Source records
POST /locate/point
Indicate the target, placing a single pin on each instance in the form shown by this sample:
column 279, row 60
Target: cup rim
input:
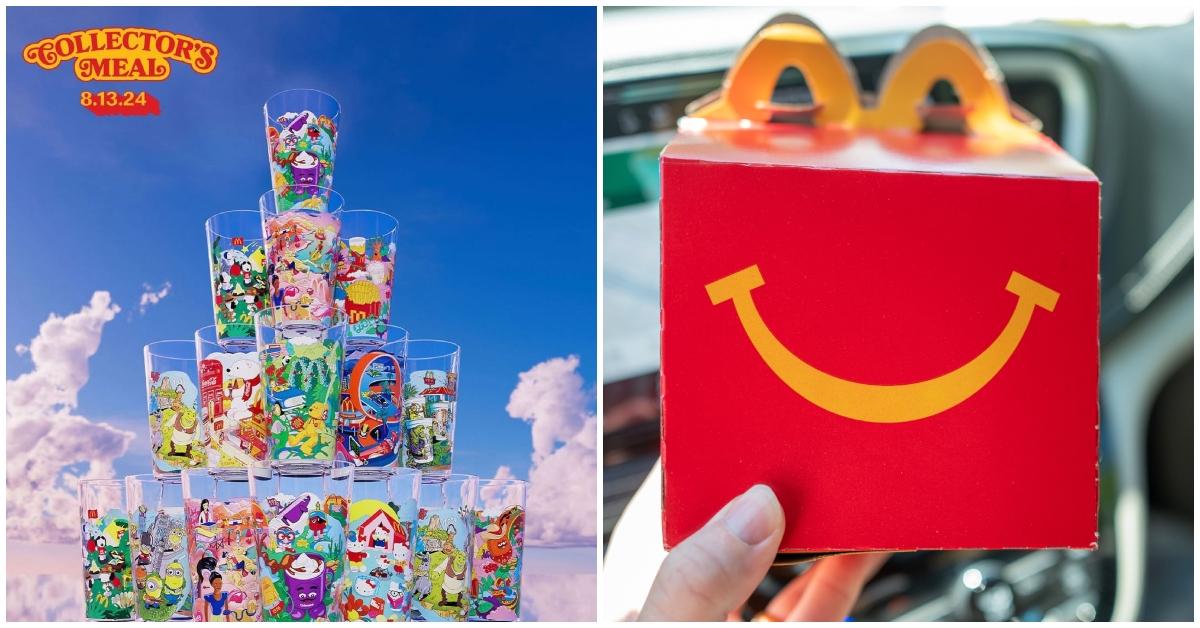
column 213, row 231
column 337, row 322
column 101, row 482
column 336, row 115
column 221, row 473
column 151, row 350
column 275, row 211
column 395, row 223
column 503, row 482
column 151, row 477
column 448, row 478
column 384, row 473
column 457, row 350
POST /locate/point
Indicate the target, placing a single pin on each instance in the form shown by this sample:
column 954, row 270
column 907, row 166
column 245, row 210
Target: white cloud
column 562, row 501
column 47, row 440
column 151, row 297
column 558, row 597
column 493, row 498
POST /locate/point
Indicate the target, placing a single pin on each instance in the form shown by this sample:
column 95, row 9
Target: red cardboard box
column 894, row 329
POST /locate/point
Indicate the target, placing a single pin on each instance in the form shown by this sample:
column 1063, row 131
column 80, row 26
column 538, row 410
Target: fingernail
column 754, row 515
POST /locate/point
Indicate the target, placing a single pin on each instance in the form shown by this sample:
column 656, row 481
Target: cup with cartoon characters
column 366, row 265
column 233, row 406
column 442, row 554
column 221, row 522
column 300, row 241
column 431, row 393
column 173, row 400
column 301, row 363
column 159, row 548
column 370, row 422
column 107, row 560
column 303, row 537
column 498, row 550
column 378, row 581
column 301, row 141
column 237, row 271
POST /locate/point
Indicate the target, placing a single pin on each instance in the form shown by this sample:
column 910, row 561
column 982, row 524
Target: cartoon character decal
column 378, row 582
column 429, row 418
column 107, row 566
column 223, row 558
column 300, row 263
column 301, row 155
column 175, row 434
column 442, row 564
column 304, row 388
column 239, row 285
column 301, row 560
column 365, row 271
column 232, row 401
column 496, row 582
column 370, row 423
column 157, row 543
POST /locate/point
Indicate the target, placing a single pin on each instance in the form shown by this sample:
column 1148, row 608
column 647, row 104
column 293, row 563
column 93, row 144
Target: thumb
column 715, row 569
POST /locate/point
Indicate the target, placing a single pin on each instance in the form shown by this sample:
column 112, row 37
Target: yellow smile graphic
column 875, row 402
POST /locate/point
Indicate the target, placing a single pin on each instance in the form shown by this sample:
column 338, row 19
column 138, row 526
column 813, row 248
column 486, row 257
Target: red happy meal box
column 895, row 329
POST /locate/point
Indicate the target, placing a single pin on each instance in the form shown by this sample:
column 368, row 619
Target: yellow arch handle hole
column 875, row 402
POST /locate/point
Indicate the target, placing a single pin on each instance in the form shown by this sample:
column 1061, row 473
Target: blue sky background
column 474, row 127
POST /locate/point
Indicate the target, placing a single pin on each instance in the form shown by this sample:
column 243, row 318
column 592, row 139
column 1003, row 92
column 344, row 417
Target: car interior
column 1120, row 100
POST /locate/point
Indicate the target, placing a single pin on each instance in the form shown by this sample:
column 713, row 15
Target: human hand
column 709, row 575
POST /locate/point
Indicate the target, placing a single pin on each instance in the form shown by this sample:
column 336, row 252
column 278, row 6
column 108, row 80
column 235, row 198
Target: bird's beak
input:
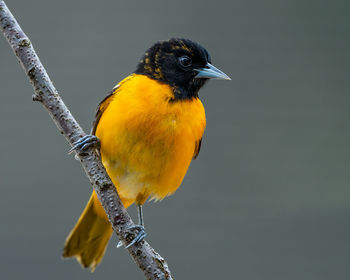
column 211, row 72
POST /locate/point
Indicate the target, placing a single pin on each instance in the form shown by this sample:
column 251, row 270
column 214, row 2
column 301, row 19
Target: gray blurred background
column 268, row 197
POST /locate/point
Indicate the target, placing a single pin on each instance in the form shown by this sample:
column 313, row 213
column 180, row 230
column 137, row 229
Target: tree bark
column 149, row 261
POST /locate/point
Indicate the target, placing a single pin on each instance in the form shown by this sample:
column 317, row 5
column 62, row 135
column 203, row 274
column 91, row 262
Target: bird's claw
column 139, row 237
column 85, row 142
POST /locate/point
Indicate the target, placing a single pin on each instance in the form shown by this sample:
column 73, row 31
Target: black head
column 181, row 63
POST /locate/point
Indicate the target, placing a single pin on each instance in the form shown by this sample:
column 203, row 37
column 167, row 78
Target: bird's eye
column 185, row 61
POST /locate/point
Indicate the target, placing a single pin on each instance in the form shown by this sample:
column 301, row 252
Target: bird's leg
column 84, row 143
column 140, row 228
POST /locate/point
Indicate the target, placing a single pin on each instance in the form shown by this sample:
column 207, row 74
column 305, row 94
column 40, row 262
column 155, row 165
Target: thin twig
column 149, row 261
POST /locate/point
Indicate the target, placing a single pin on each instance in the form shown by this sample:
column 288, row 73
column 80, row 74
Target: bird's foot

**What is expected:** Write the records out again in full, exactly, and skip every picture.

**Answer to this task:**
POST /locate/point
Indicate the target, placing a single pin on each instance in the form shown by this sample:
column 279, row 60
Target: cup rim
input:
column 213, row 231
column 337, row 322
column 101, row 482
column 336, row 115
column 221, row 473
column 151, row 350
column 275, row 211
column 395, row 223
column 503, row 482
column 151, row 477
column 448, row 478
column 384, row 473
column 457, row 350
POST /locate/point
Indicate the target, placing a single pin on each instance in the form shown by this sample:
column 954, row 270
column 907, row 166
column 245, row 210
Target: white cloud
column 562, row 501
column 47, row 440
column 151, row 297
column 558, row 597
column 493, row 498
POST /locate/point
Indicate the target, placing a single pin on each instance in the form shown by this sample:
column 95, row 9
Target: red cardboard box
column 894, row 329
POST /locate/point
Indicate the target, placing a single pin on each instance in the form shown by this sample:
column 1063, row 131
column 80, row 26
column 538, row 410
Target: fingernail
column 754, row 515
POST /locate/point
Indicate the target, placing a single pin on each instance in the form shown by this sample:
column 656, row 481
Target: cup with cartoon characters
column 366, row 265
column 233, row 406
column 442, row 554
column 221, row 522
column 300, row 241
column 431, row 393
column 173, row 400
column 301, row 363
column 159, row 548
column 370, row 422
column 107, row 560
column 303, row 537
column 498, row 550
column 378, row 581
column 301, row 141
column 237, row 271
POST /locate/point
Indicate the target, placing a single pin on each instance in the form shown by this sample:
column 910, row 561
column 982, row 524
Target: cartoon character decal
column 378, row 582
column 429, row 418
column 107, row 566
column 223, row 558
column 300, row 263
column 301, row 155
column 175, row 434
column 442, row 564
column 304, row 388
column 239, row 285
column 301, row 560
column 365, row 271
column 232, row 401
column 496, row 582
column 370, row 423
column 157, row 543
POST /locate/point
Indicate the target, placing a single pin on each instance in the form shown by this sample:
column 1148, row 608
column 647, row 104
column 293, row 563
column 93, row 144
Target: thumb
column 715, row 569
POST /locate/point
Indicate the target, placing a single pin on each instance in the form shown by this sample:
column 112, row 37
Target: yellow smile graphic
column 875, row 402
POST /locate/point
Indicate the target, placing a single pin on each instance in the form shown by this sample:
column 338, row 19
column 138, row 526
column 813, row 248
column 486, row 257
Target: red happy meal box
column 895, row 329
POST /locate/point
Indicate the target, placing a single pin on each instance in the form shown by this sample:
column 368, row 619
Target: yellow arch handle hole
column 875, row 402
POST /locate/point
Indicate the target, placing a single pin on each instance in the form shown by this sample:
column 1061, row 473
Target: blue sky background
column 474, row 127
POST /locate/point
Indicate the target, placing a single pin on each instance in the form shown by this sample:
column 243, row 318
column 592, row 139
column 1003, row 92
column 344, row 417
Target: car interior
column 1120, row 100
POST /locate/point
Indicate the target, placing a single pin on each instance in the form shown by this sample:
column 713, row 15
Target: human hand
column 709, row 575
POST /locate/point
Indicate the target, placing a single pin on each instance in the form shown by this sample:
column 336, row 252
column 278, row 6
column 108, row 80
column 235, row 198
Target: bird's beak
input:
column 211, row 72
POST /locate/point
Indicate the target, placing a single pin on each instance in the form shown by this sample:
column 251, row 270
column 214, row 2
column 301, row 19
Target: gray blurred background
column 268, row 197
POST /locate/point
Indicate the target, placing a single pin on each instance in the form shown by this sample:
column 313, row 213
column 180, row 230
column 137, row 229
Target: tree bark
column 149, row 261
POST /locate/point
Indicate the target, placing a single pin on each instance in the form shown by this sample:
column 317, row 5
column 62, row 135
column 203, row 274
column 91, row 262
Target: bird's claw
column 139, row 237
column 85, row 142
POST /locate/point
Indicate the target, placing a single pin on each instance in the form shown by this sample:
column 73, row 31
Target: black head
column 181, row 63
POST /locate/point
Indicate the target, placing a single pin on each instance in the form shown by this sample:
column 203, row 37
column 167, row 78
Target: bird's eye
column 185, row 61
POST /locate/point
Indicate the target, placing a single pin on each instance in the form shown by this sample:
column 301, row 252
Target: bird's leg
column 84, row 143
column 140, row 228
POST /locate/point
Indicate the target, placing a single pin on each instance in the form shown by this sample:
column 207, row 74
column 305, row 94
column 40, row 262
column 155, row 165
Target: thin twig
column 149, row 261
POST /locate/point
Indicate the target, placing a single pin on each instance in the form shown by this sample:
column 288, row 73
column 80, row 74
Target: bird's foot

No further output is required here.